### YOUR TASK
Output only the lines of the entries that follow, starting at the one with "target | shrub in planter" and running down to the one with "target | person walking", both included and unchanged.

### Natural-language object grounding data
..........

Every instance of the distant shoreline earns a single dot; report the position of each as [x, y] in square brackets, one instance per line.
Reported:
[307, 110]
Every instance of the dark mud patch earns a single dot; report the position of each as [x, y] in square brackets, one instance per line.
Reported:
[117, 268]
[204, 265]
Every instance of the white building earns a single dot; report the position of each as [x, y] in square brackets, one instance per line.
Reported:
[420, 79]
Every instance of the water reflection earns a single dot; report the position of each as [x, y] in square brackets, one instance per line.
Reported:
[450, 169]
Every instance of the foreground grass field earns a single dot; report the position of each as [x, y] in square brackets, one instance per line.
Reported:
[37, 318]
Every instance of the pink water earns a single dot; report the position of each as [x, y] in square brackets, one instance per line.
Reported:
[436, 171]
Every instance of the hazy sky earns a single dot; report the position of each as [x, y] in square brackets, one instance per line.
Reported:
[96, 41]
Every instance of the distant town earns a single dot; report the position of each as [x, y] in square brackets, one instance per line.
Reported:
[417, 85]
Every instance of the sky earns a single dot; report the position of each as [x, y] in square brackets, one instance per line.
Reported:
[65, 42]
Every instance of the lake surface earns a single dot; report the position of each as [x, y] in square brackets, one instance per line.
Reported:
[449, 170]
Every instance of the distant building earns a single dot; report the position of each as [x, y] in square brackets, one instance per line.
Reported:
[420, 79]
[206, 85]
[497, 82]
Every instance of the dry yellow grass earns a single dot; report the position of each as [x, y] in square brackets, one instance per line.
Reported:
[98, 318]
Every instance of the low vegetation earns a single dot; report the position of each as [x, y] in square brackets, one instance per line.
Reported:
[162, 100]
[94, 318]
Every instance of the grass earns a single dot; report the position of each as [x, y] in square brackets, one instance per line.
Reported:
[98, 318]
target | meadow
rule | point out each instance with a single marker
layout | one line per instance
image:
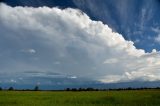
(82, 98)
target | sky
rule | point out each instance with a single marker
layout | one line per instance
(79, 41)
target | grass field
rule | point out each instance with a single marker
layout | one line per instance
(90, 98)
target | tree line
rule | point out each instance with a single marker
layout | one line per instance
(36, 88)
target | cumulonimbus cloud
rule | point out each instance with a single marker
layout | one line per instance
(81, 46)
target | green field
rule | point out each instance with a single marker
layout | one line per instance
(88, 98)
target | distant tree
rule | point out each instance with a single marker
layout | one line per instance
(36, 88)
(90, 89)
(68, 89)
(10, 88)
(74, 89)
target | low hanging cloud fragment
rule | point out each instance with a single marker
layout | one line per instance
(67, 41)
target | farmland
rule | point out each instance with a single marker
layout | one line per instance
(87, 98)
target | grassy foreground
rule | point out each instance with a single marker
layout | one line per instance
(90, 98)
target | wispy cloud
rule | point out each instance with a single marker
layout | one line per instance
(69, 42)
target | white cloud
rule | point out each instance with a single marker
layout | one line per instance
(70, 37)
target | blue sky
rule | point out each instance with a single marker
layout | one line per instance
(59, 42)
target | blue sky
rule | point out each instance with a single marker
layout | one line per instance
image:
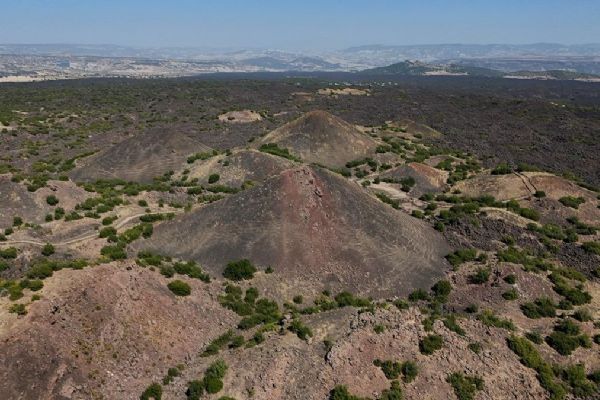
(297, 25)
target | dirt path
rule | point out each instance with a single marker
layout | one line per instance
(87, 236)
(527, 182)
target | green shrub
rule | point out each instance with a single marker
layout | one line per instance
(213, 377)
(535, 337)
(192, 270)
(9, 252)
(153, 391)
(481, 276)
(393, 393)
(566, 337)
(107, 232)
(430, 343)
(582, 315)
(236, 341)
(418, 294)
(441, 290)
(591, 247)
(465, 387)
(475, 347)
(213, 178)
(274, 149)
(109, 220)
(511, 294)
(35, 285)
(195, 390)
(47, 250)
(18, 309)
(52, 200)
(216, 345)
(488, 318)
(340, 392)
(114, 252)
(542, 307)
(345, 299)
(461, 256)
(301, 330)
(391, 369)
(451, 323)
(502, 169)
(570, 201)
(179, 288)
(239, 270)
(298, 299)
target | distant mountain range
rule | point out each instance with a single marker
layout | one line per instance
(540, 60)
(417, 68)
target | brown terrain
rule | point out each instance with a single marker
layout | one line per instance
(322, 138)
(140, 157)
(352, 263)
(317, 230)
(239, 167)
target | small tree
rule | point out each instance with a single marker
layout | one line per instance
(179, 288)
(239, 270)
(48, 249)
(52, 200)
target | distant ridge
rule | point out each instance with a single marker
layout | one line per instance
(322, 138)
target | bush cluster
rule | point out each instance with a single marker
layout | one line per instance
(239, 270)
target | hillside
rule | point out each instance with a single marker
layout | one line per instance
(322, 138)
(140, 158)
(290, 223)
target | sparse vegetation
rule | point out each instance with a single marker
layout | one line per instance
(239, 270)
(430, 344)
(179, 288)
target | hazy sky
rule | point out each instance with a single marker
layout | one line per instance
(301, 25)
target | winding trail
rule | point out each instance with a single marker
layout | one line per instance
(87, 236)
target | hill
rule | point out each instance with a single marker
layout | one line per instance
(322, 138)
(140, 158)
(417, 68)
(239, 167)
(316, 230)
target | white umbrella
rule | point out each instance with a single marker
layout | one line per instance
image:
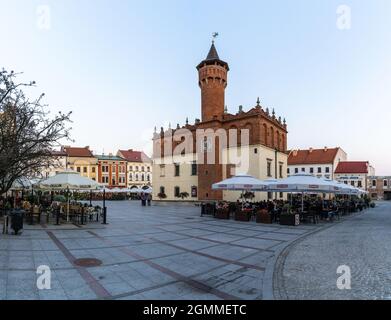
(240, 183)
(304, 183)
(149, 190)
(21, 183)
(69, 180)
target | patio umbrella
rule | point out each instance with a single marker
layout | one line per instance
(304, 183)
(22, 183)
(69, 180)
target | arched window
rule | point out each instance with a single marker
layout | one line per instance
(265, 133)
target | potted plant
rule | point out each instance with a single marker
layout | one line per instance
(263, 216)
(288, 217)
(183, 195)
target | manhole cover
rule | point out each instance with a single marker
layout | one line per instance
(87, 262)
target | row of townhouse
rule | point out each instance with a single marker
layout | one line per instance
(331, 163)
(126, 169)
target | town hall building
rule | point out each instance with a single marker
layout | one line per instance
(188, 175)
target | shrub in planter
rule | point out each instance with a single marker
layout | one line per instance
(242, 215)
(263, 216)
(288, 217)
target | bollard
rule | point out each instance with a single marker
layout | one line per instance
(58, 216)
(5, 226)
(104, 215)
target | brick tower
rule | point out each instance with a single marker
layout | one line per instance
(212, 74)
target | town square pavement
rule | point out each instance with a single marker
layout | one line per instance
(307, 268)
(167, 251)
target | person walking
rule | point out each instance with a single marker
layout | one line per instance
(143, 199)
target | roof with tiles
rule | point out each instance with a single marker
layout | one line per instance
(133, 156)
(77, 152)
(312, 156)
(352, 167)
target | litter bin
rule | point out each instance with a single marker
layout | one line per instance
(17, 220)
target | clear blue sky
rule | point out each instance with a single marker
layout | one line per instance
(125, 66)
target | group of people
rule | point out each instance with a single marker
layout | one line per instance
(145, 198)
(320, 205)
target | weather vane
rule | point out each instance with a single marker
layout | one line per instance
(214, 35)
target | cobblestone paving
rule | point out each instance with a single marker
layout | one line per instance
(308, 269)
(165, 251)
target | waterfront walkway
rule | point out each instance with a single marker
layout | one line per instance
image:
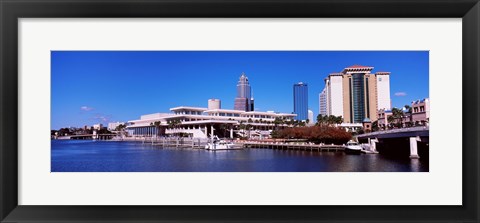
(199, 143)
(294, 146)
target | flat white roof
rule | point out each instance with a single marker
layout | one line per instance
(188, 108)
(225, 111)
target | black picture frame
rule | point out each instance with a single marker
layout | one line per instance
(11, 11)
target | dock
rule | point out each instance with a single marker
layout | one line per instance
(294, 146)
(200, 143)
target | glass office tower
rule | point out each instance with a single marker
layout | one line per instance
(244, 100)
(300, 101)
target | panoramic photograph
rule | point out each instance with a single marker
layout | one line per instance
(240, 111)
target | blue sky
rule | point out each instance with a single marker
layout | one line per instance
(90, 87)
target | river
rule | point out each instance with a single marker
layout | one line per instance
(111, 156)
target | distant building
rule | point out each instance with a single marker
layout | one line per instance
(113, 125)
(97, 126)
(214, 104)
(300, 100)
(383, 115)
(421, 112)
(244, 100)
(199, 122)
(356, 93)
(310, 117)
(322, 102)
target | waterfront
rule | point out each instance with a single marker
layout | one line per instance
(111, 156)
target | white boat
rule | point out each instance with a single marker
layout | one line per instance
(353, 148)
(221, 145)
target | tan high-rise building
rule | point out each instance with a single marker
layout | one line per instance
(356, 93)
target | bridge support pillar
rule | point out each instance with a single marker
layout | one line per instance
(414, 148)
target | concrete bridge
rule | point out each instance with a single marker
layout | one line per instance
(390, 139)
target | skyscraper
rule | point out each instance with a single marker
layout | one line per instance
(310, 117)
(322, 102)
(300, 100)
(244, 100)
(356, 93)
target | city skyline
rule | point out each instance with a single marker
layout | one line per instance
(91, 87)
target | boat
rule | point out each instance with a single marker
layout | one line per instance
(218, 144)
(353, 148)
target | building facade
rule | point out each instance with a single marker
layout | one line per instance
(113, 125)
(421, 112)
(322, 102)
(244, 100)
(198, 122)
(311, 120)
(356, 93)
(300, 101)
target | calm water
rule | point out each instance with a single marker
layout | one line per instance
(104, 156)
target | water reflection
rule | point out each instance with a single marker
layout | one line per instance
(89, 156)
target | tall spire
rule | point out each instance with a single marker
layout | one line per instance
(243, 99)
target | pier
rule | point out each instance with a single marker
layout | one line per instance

..........

### SOLVED PROBLEM
target | shrub in planter
rule | point out each instance with a single marker
layout | one line per instance
(242, 215)
(263, 216)
(288, 217)
target | bollard
rule | point out each instance with a single marker
layout | one line per instance
(58, 216)
(5, 226)
(104, 215)
target | brick tower
rule | point out each instance with a single marker
layout | one line per instance
(212, 74)
target | town square pavement
rule | point out each instance with a single marker
layout | one line per instance
(307, 268)
(167, 251)
target | person walking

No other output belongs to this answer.